### ARTICLE

On Sunday, Butler and Hoiberg met for more than an hour to hatch out their issues, and on Monday morning, Hoiberg addressed the situation in front of the entire team.

Hoiberg said he wasn’t hurt by Butler’s comments.

“I know how emotional these last 48 hours have been,” Hoiberg said, referencing a four-overtime loss to the Pistons on Friday followed by a late flight for a back-to-back. “I understand all the effort that was put into that game against Detroit. Unfortunately, we couldn’t find a way to close out that game. I know some of those emotions poured over the next night.

“I know emotions are part of this game. I was in it as a player for 10 years. And I saw it in a front office. The comments that were made, you learn from them. Are there some things I can do better? Of course. Are there some things our players can do better? Absolutely. I had a great talk with Jimmy yesterday.”

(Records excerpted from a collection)

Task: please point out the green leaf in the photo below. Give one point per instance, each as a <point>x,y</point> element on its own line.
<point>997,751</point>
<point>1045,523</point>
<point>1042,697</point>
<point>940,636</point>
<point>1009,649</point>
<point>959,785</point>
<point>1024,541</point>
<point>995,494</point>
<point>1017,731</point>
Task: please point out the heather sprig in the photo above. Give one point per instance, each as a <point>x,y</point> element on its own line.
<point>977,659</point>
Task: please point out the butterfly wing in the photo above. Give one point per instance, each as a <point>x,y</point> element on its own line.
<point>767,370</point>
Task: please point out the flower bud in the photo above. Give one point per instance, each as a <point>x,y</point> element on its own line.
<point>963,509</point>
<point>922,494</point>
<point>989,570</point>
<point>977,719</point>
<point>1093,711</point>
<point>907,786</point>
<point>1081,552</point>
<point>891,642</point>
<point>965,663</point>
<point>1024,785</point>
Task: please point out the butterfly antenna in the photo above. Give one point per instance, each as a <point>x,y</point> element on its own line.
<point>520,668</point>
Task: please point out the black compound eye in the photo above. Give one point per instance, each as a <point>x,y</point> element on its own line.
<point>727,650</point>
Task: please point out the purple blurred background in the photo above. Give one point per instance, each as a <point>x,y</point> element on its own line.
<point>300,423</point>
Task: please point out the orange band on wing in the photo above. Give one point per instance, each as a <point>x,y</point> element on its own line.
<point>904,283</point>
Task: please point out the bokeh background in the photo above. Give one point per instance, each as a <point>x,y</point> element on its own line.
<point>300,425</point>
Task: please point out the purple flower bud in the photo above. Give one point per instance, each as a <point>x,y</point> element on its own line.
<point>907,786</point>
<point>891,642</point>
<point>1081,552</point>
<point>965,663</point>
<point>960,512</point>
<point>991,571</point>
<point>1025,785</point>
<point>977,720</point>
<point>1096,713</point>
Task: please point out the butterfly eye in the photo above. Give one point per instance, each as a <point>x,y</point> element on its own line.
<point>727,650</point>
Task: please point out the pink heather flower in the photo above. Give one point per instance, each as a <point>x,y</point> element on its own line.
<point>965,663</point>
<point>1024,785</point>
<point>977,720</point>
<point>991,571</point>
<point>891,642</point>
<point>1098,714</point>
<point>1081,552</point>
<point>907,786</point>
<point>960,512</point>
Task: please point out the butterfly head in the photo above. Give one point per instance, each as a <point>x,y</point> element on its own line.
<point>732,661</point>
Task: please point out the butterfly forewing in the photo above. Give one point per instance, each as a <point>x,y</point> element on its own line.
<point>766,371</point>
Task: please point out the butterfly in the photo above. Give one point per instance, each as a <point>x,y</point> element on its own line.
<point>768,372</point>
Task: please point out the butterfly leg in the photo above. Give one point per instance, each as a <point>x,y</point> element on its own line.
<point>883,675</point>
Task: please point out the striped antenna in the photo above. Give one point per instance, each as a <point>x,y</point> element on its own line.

### WORK INSTRUCTIONS
Reproduce the article on Hoiberg and Butler word for word, starting with "On Sunday, Butler" and going on through "the entire team.". Nothing here depends on the listing.

### ANSWER TO THIS TASK
On Sunday, Butler and Hoiberg met for more than an hour to hatch out their issues, and on Monday morning, Hoiberg addressed the situation in front of the entire team.